PAGE EXTRACT →
·····
# Couple of New Knives



## reelthreat (Jul 11, 2006)

I have decided to make knives for Christmas presents this year. Here are a couple... only 5 more to go. After Christmas I have a couple of "orders" from my friends for fillets and bowies. If all goes well I might start to sell them. 

These are my 3rd, 4th, and 5th tries. Each one I learn a little more and each one has less and less flaws. I am not sure what kind of wood the skinning knive is made of but it sure stinks when sanded and it is hard as H#LL.

Sorry for the bad pictures, they are from my cell phone.


----------



## johnmyjohn (Aug 6, 2006)

Real good looking work there.


----------



## Bobby (May 21, 2004)

Those look good


----------



## bill (May 21, 2004)

I like them, well done


----------



## Tortuga (May 21, 2004)

I agree....FIRST CLASS !!!


----------



## Justin Timberleg (Jun 16, 2009)

How much for a filet knife


----------



## Slip (Jul 25, 2006)

Those look great. Fantastic Christmas gifts.


----------



## lady linda (Nov 25, 2008)

Very nice, you should be proud . LL


----------



## State_Vet (Oct 10, 2006)

Very nice!


----------



## Rog (May 27, 2004)

Those turned out real nice!


----------



## Robert A. (Jan 8, 2009)

Very Nice work Mate!! If your that good to start with I can imagine what works of art you will be making with more experience!!


----------



## panch0 (Nov 4, 2009)

Nice looking knives, better than my third, fourth and fifth knives.


----------



## patfatdaddy (May 29, 2004)

If your knives can be sharpened and will hold an edge you can make some serious money. Everyone loves a good sharp knife.
Pat


----------
·····
STATED EXERCISE 1 → Transcribe the forum thread from "# Couple of" to "hard as H#LL.".
The forum thread has no connection to the records that come next.

(Pointing entries for named objects)
·····
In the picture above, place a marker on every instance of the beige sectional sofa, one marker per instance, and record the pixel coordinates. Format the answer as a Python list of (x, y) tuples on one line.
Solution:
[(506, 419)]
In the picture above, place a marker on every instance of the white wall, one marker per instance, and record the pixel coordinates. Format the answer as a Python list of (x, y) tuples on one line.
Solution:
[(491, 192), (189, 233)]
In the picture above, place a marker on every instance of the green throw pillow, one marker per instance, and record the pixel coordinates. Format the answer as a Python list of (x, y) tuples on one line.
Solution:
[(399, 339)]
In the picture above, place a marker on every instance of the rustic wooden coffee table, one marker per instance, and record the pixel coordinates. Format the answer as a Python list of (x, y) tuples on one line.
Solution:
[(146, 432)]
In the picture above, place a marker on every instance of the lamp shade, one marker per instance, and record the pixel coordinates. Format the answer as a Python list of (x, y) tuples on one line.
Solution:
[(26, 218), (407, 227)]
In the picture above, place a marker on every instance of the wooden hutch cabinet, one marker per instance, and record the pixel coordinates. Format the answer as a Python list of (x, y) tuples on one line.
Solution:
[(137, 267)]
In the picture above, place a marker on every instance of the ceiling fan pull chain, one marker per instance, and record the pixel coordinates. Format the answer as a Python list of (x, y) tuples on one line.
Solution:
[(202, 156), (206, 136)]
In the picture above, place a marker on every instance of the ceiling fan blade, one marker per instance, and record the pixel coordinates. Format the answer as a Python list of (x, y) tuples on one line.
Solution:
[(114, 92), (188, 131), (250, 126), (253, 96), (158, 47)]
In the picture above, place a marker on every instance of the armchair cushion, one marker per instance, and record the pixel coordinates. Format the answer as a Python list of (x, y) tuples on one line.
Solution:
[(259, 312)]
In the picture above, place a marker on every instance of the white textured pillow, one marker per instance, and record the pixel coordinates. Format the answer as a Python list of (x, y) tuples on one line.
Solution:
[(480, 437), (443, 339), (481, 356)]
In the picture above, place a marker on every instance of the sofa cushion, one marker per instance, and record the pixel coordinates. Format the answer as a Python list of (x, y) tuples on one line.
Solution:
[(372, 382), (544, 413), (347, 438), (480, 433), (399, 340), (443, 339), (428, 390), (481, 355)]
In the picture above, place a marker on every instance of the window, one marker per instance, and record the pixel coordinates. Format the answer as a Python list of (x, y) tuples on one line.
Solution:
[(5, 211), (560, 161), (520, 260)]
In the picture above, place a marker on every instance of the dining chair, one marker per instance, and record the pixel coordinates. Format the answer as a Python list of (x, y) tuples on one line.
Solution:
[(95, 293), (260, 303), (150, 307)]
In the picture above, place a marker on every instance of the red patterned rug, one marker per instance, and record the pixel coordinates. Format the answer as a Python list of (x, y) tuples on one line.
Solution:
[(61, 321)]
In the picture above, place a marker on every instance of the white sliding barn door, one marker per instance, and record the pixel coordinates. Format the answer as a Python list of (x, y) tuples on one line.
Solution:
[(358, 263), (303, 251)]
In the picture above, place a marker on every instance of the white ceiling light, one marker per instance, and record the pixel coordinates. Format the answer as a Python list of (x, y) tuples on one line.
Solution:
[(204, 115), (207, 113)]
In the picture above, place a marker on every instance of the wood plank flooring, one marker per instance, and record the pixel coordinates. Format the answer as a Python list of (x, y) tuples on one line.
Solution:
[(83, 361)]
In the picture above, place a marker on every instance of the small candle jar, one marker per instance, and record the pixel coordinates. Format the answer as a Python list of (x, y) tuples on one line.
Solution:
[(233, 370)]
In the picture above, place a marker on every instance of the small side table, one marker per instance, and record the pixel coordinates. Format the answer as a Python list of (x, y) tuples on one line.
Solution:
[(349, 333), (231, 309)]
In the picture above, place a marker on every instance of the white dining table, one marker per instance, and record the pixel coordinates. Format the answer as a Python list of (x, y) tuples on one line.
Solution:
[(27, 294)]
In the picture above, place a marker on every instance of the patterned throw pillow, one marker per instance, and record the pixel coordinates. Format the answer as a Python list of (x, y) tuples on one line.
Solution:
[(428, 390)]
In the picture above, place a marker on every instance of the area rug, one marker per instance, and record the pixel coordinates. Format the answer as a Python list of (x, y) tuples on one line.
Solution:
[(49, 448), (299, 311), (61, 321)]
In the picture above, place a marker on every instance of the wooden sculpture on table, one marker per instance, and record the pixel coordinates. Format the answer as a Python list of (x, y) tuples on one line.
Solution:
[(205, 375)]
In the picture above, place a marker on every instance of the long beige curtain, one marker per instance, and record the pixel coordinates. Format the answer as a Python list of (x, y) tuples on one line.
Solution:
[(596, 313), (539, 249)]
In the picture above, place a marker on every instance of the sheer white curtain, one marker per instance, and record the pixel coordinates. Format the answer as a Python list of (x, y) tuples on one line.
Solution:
·····
STATED EXERCISE 2 → In the records, give only the lines from the line with "the white textured" to the line with "[(480, 437), (443, 339), (481, 356)]", both included, as a JSON list of strings, one string per line, with blank lines left out.

FULL ANSWER 1 →
# Couple of New Knives



## reelthreat (Jul 11, 2006)

I have decided to make knives for Christmas presents this year. Here are a couple... only 5 more to go. After Christmas I have a couple of "orders" from my friends for fillets and bowies. If all goes well I might start to sell them. 

These are my 3rd, 4th, and 5th tries. Each one I learn a little more and each one has less and less flaws. I am not sure what kind of wood the skinning knive is made of but it sure stinks when sanded and it is hard as H#LL.

FULL ANSWER 2 →
[
  "In the picture above, place a marker on every instance of the white textured pillow, one marker per instance, and record the pixel coordinates. Format the answer as a Python list of (x, y) tuples on one line.",
  "Solution:",
  "[(480, 437), (443, 339), (481, 356)]"
]